TEKS BACAAN |
Ucapan Deng Xiaoping Terbukti, Kini PKT Menjadi Musuh Bagi Dunia

Chu Yiding

Pada 9 April 1974, Deng Xiaoping memimpin delegasi atas nama Partai Komunis Tiongkok (PKT) menghadiri Sesi Khusus Keenam Majelis Umum Perserikatan Bangsa-Bangsa ke-28 dan menyampaikan pidato. Dalam pidato tersebut, Deng dengan tegas menyampaikan kepada dunia:

“Tiongkok saat ini bukan, bahkan di kemudian hari pun tidak akan menjadi negara adidaya. Jika pada suatu hari nanti Tiongkok berubah warna, menjadi sebuah negara adidaya, juga menyebut diri sebagai raja dan bertindak hegemoni, menindas dimana-mana, mengagresi negara lain, dan mengeksploitasi pihak lain, maka, sudah sewajarnya masyarakat dunia memberikan predikat imperialisme sosial kepada Tiongkok, maka sewajarnya mengungkapnya, menentangnya, dan bersama rakyat Tiongkok, menggulingkannya”.

Waktu berjalan cepat, dalam sekejap mata setengah abad telah berlalu. Pada September tahun ini, PBB akan mengadakan sidang Majelis Umum ke-79.

Bila saja ucapan Deng Xiaoping di PBB 50 tahun silam itu kita tinjau kembali, maka tidak sulit bagi kita untuk melihat, bahwa kini PKT telah menjadi “imperialisme sosial” yang disebutkan Deng dalam pidatonya kala itu. Dengan demikian PKT kini sudah semakin mendekati hari digulingkan oleh rakyat Tiongkok dan dunia.

SOAL DAN TUGAS |
[a] Salin persis bagian teks bacaan tentang pidato Deng Xiaoping, mulai dari "Pada 9 April" sampai dengan "Majelis Umum ke-79.".
[b] Jawablah pertanyaan berikut berdasarkan teks bacaan tentang pidato Deng Xiaoping.
(i) Pada tanggal berapa Deng Xiaoping menyampaikan pidato di PBB?
(ii) Sidang Majelis Umum PBB yang keberapa akan diadakan pada bulan September tahun ini?
(iii) Predikat apa yang menurut pidato Deng sewajarnya diberikan masyarakat dunia kepada Tiongkok jika negara itu menjadi adidaya?

(Cuplikan dataset anotasi lokasi)
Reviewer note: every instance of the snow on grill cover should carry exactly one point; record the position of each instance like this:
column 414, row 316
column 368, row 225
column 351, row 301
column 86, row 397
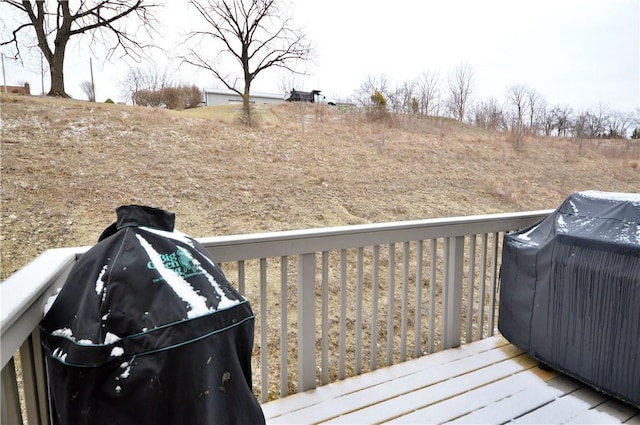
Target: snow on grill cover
column 570, row 291
column 147, row 330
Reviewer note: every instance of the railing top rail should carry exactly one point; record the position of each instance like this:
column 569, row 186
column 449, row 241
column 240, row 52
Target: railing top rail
column 236, row 247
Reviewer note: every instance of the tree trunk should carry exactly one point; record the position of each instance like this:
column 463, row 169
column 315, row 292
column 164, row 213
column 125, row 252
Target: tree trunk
column 56, row 68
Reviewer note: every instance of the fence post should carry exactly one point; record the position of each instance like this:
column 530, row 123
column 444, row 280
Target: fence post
column 452, row 293
column 306, row 322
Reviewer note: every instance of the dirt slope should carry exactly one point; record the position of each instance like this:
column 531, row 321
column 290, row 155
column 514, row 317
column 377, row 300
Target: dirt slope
column 66, row 165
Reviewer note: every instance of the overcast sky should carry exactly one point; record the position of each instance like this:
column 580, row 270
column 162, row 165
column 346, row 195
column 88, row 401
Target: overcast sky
column 578, row 53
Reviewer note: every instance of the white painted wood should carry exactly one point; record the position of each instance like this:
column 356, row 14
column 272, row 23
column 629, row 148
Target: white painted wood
column 521, row 402
column 306, row 321
column 327, row 393
column 610, row 412
column 469, row 401
column 565, row 408
column 635, row 420
column 441, row 386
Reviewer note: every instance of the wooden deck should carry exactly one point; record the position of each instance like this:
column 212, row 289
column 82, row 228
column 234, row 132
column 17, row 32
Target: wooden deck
column 489, row 381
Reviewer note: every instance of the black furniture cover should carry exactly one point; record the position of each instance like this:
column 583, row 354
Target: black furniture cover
column 147, row 330
column 570, row 291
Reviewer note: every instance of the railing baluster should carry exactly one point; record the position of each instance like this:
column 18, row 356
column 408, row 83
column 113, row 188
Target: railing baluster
column 405, row 301
column 417, row 351
column 359, row 286
column 432, row 295
column 391, row 303
column 241, row 277
column 306, row 321
column 343, row 314
column 284, row 326
column 452, row 303
column 11, row 413
column 471, row 283
column 264, row 341
column 325, row 317
column 494, row 278
column 482, row 283
column 29, row 380
column 375, row 282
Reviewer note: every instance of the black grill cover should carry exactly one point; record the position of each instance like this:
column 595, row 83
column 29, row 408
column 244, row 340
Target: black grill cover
column 147, row 330
column 570, row 291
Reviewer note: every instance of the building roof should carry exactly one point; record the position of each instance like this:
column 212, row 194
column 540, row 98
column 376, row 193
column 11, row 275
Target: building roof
column 252, row 94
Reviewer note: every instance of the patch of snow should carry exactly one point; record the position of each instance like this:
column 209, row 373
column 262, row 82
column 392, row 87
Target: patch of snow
column 197, row 303
column 111, row 338
column 225, row 302
column 50, row 301
column 613, row 196
column 574, row 207
column 127, row 370
column 99, row 281
column 59, row 354
column 117, row 352
column 562, row 225
column 64, row 332
column 175, row 235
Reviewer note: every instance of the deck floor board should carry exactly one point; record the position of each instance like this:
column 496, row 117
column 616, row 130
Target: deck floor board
column 488, row 381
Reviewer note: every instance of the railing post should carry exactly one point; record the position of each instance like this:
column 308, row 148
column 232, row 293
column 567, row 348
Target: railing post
column 11, row 413
column 452, row 293
column 306, row 322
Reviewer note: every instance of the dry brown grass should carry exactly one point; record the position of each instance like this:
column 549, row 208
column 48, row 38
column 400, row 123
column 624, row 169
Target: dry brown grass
column 66, row 165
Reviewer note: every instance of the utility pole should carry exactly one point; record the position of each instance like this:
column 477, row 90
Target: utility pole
column 4, row 77
column 93, row 86
column 42, row 72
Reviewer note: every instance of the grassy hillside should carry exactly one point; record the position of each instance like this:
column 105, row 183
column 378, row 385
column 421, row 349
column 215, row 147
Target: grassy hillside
column 66, row 165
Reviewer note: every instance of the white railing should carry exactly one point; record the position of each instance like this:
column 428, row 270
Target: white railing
column 329, row 303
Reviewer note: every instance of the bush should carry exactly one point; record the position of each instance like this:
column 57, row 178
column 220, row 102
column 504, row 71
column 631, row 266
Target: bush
column 173, row 97
column 178, row 97
column 193, row 96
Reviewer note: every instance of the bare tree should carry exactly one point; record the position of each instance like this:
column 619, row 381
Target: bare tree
column 255, row 34
column 516, row 97
column 619, row 124
column 55, row 23
column 369, row 87
column 89, row 90
column 489, row 114
column 139, row 79
column 561, row 117
column 428, row 92
column 535, row 102
column 460, row 86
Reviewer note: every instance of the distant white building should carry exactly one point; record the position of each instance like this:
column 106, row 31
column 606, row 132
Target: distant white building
column 228, row 97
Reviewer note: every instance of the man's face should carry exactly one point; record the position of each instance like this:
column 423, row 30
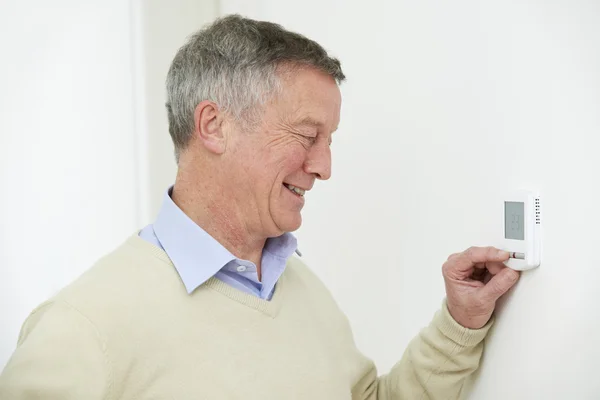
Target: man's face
column 280, row 160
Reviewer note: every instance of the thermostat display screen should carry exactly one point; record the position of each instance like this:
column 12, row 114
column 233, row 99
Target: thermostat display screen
column 514, row 220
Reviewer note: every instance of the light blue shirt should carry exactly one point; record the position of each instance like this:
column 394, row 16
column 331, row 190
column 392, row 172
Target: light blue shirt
column 197, row 256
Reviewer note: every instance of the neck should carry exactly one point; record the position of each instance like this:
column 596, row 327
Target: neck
column 201, row 199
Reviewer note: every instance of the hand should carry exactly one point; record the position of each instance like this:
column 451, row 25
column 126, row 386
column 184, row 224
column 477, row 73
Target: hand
column 474, row 280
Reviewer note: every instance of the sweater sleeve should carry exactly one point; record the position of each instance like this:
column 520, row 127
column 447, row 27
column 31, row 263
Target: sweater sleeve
column 59, row 356
column 435, row 365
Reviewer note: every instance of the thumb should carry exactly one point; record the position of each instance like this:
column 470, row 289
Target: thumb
column 500, row 284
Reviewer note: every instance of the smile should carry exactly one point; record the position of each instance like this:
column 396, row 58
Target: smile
column 298, row 191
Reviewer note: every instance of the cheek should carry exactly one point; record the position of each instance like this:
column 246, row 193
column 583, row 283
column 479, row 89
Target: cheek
column 295, row 159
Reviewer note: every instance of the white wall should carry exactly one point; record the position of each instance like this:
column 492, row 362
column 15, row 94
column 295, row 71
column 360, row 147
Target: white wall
column 81, row 92
column 448, row 106
column 66, row 131
column 165, row 25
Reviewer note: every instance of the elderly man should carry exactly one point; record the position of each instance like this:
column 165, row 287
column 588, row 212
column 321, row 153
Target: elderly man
column 209, row 302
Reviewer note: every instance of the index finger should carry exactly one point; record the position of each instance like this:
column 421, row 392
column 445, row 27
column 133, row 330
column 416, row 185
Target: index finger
column 466, row 261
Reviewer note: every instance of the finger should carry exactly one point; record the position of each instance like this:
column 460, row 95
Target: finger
column 475, row 255
column 499, row 284
column 493, row 267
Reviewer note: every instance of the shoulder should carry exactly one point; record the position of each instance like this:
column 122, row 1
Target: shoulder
column 121, row 284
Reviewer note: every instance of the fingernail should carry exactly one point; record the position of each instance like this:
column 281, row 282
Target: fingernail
column 502, row 254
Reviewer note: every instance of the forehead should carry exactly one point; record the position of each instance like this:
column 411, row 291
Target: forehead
column 310, row 97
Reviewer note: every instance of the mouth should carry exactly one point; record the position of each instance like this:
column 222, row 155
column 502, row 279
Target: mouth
column 296, row 190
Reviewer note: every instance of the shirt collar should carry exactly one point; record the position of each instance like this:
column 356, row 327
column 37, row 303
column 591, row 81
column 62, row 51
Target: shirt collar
column 198, row 256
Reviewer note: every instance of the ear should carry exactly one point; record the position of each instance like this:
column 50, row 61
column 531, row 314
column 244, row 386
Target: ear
column 208, row 124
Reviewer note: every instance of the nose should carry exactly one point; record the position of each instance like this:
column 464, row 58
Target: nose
column 318, row 162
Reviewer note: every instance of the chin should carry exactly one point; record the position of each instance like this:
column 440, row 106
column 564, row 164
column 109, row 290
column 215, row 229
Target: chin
column 289, row 223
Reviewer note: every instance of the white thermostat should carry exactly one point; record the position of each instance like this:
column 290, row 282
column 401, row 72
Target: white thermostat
column 522, row 233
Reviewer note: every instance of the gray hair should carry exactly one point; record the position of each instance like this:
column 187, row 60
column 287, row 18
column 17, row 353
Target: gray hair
column 235, row 62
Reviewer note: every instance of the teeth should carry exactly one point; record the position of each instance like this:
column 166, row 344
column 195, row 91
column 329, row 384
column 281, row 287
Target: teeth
column 295, row 189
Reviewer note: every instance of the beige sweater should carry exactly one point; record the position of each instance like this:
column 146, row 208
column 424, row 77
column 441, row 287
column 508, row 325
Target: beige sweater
column 127, row 329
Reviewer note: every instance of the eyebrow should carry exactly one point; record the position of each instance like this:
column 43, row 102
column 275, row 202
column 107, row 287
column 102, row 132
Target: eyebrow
column 310, row 122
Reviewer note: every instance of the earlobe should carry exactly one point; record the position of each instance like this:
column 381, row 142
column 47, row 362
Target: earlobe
column 208, row 127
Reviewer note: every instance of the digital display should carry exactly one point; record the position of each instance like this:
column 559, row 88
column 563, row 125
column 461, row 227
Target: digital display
column 514, row 220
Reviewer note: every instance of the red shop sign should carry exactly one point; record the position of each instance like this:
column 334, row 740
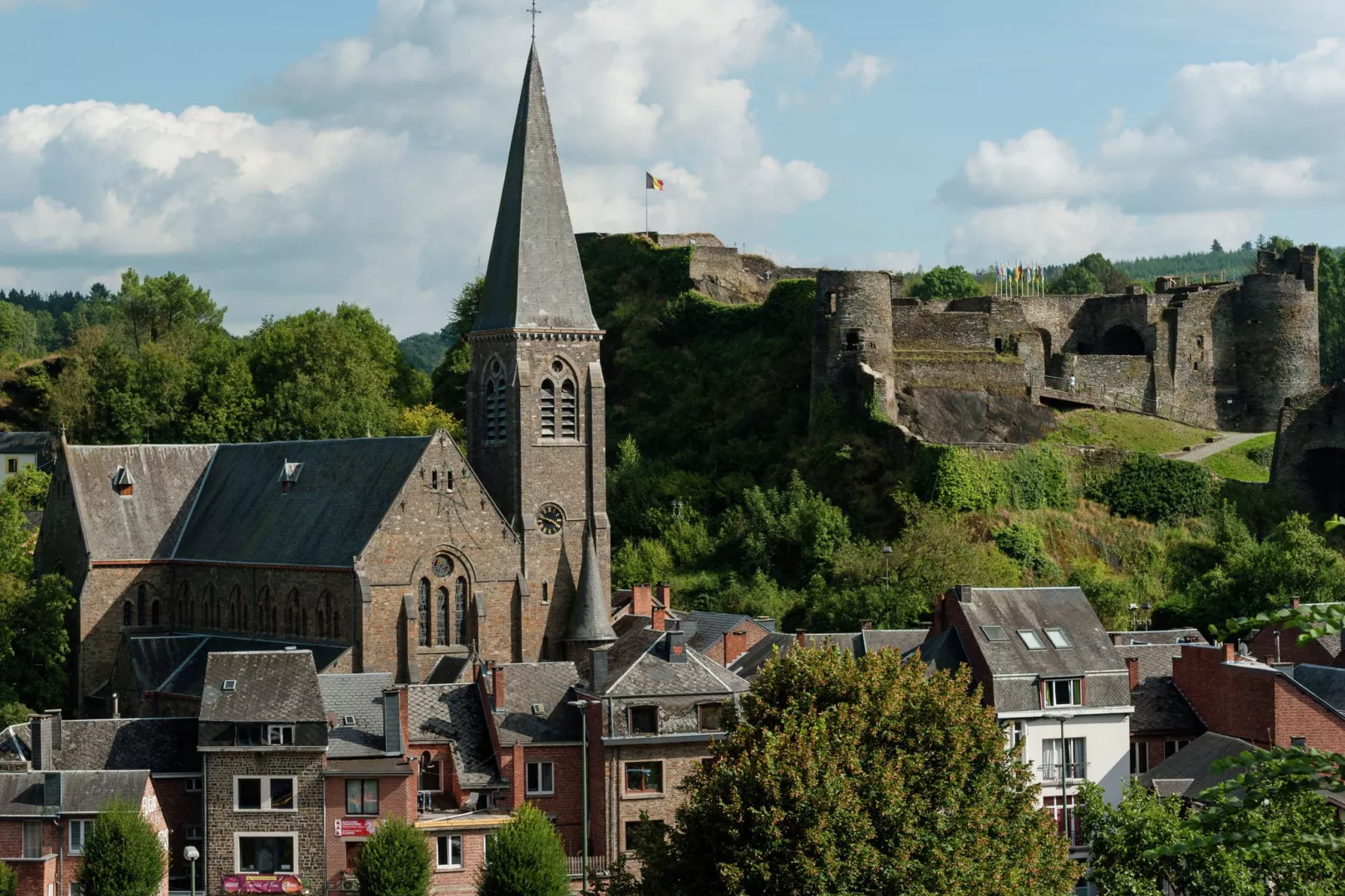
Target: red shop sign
column 357, row 826
column 262, row 884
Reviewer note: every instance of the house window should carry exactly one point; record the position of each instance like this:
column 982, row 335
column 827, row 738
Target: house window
column 645, row 778
column 541, row 778
column 712, row 716
column 430, row 774
column 31, row 840
column 643, row 720
column 1074, row 760
column 266, row 854
column 1138, row 758
column 548, row 409
column 264, row 794
column 1063, row 692
column 1056, row 636
column 1032, row 639
column 450, row 852
column 362, row 796
column 1173, row 745
column 1059, row 807
column 280, row 735
column 78, row 833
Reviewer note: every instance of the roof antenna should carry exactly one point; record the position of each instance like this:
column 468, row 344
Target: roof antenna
column 534, row 13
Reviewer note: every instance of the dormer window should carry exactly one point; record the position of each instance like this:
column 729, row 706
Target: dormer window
column 290, row 475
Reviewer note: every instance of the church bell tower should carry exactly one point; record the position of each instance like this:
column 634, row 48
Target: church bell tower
column 535, row 404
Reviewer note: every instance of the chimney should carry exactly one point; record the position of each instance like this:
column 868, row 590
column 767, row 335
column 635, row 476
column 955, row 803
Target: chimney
column 642, row 600
column 734, row 645
column 39, row 742
column 393, row 723
column 677, row 646
column 498, row 687
column 597, row 669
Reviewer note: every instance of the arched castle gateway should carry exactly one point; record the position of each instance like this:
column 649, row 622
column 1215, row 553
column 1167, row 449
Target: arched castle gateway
column 379, row 554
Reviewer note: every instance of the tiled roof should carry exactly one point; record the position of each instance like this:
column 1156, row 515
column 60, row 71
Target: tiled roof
column 533, row 277
column 162, row 745
column 1192, row 765
column 147, row 523
column 81, row 791
column 454, row 714
column 546, row 685
column 359, row 696
column 276, row 685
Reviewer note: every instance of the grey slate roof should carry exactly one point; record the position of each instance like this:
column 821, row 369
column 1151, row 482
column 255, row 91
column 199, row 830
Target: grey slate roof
column 1325, row 682
column 81, row 791
column 147, row 523
column 759, row 654
column 550, row 685
column 1191, row 765
column 454, row 714
column 177, row 663
column 590, row 621
column 276, row 685
column 344, row 489
column 359, row 694
column 162, row 745
column 533, row 277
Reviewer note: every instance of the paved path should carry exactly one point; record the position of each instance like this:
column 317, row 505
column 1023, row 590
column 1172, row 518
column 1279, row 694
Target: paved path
column 1225, row 440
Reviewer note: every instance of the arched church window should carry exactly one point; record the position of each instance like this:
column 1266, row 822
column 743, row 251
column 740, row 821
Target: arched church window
column 423, row 615
column 441, row 616
column 461, row 611
column 548, row 409
column 569, row 428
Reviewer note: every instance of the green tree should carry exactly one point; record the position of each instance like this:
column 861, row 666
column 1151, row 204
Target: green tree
column 526, row 858
column 861, row 776
column 947, row 283
column 121, row 854
column 395, row 862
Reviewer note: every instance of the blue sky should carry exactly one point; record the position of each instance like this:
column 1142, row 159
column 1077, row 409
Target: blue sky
column 300, row 153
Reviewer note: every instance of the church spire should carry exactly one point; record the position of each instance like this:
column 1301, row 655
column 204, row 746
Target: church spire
column 533, row 279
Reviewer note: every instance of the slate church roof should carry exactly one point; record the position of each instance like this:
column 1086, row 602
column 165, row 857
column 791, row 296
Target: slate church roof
column 533, row 277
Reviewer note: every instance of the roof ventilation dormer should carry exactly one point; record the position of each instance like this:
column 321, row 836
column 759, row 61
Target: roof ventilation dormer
column 290, row 475
column 122, row 483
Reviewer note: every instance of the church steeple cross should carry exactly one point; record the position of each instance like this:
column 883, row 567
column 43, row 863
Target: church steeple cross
column 534, row 13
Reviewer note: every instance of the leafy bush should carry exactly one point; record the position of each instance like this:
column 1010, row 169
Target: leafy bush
column 526, row 858
column 121, row 854
column 394, row 862
column 1158, row 490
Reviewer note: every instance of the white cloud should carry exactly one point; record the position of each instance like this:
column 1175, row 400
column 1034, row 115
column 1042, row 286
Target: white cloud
column 863, row 69
column 381, row 178
column 1234, row 140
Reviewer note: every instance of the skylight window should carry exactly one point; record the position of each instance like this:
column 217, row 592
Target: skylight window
column 1032, row 639
column 1058, row 636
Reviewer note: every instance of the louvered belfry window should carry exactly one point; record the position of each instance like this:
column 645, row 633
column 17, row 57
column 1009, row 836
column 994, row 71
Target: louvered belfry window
column 569, row 421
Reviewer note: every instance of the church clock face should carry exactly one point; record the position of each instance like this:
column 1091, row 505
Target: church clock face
column 550, row 518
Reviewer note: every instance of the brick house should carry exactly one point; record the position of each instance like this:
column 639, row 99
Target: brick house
column 1054, row 678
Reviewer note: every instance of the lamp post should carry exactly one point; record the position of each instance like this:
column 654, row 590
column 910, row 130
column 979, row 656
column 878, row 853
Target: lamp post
column 583, row 707
column 191, row 854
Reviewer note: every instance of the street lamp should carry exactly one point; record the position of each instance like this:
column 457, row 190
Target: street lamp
column 583, row 707
column 191, row 854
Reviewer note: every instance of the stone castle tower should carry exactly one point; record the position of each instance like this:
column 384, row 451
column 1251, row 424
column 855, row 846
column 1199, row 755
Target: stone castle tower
column 535, row 404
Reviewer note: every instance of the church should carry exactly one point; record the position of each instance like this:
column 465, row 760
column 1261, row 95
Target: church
column 399, row 554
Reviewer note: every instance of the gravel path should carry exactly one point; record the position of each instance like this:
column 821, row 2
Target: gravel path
column 1225, row 440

PEMBAHASAN LATIHAN |
[a]
Pada 9 April 1974, Deng Xiaoping memimpin delegasi atas nama Partai Komunis Tiongkok (PKT) menghadiri Sesi Khusus Keenam Majelis Umum Perserikatan Bangsa-Bangsa ke-28 dan menyampaikan pidato. Dalam pidato tersebut, Deng dengan tegas menyampaikan kepada dunia:

“Tiongkok saat ini bukan, bahkan di kemudian hari pun tidak akan menjadi negara adidaya. Jika pada suatu hari nanti Tiongkok berubah warna, menjadi sebuah negara adidaya, juga menyebut diri sebagai raja dan bertindak hegemoni, menindas dimana-mana, mengagresi negara lain, dan mengeksploitasi pihak lain, maka, sudah sewajarnya masyarakat dunia memberikan predikat imperialisme sosial kepada Tiongkok, maka sewajarnya mengungkapnya, menentangnya, dan bersama rakyat Tiongkok, menggulingkannya”.

Waktu berjalan cepat, dalam sekejap mata setengah abad telah berlalu. Pada September tahun ini, PBB akan mengadakan sidang Majelis Umum ke-79.

[b]
(i) 9 April 1974
(ii) Sidang Majelis Umum ke-79
(iii) Imperialisme sosial